Directions ▸ Find the line containing "Target: paved street". Reproduce it and every line after it up to the end of the records, exactly as written.

Supplied data ▸
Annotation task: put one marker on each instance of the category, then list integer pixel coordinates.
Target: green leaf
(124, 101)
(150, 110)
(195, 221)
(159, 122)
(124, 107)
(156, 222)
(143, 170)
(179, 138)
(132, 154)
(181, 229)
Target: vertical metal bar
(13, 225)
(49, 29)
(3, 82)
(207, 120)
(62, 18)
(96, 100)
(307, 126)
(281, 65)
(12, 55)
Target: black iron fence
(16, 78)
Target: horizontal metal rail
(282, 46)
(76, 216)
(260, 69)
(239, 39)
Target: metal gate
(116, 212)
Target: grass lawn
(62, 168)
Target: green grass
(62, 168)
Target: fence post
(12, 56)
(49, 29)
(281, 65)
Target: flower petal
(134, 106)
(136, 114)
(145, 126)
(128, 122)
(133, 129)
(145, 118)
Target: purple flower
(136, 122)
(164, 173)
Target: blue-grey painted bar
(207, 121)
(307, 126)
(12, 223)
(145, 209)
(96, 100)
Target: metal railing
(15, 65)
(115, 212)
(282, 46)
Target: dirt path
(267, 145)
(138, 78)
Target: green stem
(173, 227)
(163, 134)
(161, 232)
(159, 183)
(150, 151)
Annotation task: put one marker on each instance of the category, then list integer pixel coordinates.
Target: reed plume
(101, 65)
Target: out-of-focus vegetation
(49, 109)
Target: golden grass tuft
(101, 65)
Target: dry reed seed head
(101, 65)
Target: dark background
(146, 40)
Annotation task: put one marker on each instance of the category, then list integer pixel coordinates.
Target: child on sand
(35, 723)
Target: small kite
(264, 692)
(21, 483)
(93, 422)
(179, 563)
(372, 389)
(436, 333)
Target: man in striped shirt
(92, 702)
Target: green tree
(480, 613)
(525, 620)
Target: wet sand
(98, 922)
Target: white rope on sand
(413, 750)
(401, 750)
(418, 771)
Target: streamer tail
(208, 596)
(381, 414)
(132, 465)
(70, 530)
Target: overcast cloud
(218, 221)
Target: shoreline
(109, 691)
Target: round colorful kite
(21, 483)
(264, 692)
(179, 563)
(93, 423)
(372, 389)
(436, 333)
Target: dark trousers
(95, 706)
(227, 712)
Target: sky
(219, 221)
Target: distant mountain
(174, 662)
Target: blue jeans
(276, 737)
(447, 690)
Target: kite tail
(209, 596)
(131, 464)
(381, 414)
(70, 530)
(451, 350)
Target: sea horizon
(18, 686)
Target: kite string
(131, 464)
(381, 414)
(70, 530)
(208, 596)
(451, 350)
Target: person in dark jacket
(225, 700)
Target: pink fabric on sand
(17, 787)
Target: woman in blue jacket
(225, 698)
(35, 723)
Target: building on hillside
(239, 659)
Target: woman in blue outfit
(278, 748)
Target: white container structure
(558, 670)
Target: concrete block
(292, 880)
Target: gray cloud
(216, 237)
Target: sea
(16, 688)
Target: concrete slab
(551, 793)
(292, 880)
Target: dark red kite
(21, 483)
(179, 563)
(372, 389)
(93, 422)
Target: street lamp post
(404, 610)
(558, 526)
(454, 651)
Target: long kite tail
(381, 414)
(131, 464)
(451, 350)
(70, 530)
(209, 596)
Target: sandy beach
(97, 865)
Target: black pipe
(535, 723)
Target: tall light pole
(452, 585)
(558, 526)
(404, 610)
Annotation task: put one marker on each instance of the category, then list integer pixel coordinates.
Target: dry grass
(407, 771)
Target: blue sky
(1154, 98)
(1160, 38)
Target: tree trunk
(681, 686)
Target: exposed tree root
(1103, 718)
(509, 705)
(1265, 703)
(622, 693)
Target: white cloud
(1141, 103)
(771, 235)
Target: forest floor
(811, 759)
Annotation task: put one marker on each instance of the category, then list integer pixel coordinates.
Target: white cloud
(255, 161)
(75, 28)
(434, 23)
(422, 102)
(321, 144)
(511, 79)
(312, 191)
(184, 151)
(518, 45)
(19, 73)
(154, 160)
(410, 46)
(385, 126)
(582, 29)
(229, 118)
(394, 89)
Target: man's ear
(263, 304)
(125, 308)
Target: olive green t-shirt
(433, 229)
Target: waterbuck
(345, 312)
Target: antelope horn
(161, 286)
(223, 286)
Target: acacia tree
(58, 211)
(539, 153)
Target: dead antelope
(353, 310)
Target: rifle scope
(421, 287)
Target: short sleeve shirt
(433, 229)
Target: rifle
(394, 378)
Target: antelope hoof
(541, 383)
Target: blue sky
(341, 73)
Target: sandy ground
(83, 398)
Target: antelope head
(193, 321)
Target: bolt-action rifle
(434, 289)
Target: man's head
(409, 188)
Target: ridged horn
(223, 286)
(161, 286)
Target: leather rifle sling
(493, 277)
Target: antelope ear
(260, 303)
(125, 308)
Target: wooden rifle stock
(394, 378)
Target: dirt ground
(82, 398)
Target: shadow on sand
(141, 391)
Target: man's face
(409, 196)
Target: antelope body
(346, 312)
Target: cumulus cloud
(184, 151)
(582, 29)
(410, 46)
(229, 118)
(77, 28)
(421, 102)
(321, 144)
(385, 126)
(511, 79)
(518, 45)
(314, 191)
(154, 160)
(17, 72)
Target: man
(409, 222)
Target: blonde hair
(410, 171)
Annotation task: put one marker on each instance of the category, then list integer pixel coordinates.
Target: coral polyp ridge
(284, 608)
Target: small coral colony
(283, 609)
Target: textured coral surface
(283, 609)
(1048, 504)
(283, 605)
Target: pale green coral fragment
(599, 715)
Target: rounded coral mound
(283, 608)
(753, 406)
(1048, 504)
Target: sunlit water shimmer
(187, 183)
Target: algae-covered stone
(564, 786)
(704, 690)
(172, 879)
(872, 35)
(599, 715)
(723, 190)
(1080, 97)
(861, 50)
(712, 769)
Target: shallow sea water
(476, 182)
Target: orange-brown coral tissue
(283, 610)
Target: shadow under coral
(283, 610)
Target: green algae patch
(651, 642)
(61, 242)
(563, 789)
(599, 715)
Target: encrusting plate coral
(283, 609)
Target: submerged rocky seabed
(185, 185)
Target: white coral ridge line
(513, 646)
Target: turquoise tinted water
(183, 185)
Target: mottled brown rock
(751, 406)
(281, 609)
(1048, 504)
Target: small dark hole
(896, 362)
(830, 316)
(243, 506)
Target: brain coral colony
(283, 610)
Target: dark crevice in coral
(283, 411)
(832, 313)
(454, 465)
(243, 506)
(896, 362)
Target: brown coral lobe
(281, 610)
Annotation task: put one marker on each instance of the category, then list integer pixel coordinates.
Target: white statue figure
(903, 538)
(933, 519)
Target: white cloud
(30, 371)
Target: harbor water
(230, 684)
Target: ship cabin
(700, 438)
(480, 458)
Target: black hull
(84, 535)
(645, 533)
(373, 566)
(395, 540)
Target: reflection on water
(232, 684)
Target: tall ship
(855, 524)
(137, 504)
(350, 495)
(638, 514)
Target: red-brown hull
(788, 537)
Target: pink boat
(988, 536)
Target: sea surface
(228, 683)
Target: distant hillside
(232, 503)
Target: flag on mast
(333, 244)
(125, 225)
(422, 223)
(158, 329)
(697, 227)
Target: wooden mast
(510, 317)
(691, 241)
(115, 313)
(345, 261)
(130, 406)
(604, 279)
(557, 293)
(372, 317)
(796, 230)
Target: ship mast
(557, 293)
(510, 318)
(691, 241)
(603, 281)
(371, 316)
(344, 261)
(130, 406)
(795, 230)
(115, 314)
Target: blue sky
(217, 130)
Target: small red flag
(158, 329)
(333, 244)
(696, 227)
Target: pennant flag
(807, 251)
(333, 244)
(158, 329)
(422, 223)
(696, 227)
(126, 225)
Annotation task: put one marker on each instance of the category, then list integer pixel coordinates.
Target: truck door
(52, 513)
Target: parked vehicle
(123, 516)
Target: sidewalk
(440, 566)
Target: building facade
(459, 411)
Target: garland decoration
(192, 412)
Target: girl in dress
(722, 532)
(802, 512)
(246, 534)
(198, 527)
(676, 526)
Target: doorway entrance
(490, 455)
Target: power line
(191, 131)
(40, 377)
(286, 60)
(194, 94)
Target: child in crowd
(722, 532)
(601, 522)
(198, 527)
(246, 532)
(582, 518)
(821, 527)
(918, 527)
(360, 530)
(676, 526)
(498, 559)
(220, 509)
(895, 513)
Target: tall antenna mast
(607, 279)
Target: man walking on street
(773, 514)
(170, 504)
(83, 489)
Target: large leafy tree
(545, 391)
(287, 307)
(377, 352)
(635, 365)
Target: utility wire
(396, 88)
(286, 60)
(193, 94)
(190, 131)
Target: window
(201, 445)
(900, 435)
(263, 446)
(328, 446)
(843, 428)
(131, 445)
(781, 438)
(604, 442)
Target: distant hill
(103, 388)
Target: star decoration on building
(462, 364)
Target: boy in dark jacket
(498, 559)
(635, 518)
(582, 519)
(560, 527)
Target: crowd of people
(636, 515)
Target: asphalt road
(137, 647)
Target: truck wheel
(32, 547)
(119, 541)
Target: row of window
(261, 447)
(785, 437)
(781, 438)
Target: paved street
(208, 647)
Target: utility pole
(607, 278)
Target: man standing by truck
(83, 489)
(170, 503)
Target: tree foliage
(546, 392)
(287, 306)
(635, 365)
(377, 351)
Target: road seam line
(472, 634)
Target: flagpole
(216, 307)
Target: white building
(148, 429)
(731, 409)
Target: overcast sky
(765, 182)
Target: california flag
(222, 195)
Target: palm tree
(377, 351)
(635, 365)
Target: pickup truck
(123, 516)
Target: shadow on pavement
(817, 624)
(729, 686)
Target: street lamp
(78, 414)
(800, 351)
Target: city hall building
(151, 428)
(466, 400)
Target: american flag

Full output ▸
Target: paved street
(208, 647)
Target: utility pole
(607, 278)
Target: man standing by truck
(83, 489)
(170, 503)
Target: tree foliage
(546, 392)
(287, 306)
(635, 365)
(377, 351)
Target: road seam line
(472, 634)
Target: flagpole
(216, 307)
Target: white building
(148, 429)
(731, 409)
Target: overcast sky
(765, 182)
Target: california flag
(222, 195)
Target: palm tree
(377, 351)
(635, 365)
Target: pickup truck
(123, 516)
Target: shadow on pavement
(817, 624)
(729, 686)
Target: street lamp
(78, 414)
(800, 351)
Target: city hall building
(151, 428)
(466, 400)
Target: american flag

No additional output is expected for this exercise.